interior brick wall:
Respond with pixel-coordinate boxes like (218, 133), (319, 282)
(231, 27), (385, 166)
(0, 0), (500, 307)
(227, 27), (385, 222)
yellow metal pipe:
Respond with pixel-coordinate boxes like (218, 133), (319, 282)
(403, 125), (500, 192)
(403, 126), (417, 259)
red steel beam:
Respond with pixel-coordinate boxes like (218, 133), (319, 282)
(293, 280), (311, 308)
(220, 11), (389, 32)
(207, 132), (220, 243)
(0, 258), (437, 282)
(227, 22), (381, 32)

----

*Problem requirements:* Reproduce every one of the lines above character for character, changing nothing.

*Written reply:*
interior brick wall:
Respond with pixel-coordinate boxes like (218, 133), (319, 282)
(231, 27), (385, 166)
(0, 0), (500, 307)
(227, 27), (385, 222)
yellow metal pipe:
Respond with pixel-coordinate boxes like (218, 133), (319, 282)
(403, 125), (500, 192)
(403, 126), (417, 259)
red steel beam:
Respond with pixel-coordinate boxes like (218, 133), (319, 282)
(293, 280), (311, 308)
(220, 11), (389, 32)
(207, 132), (220, 243)
(0, 258), (437, 282)
(227, 22), (381, 32)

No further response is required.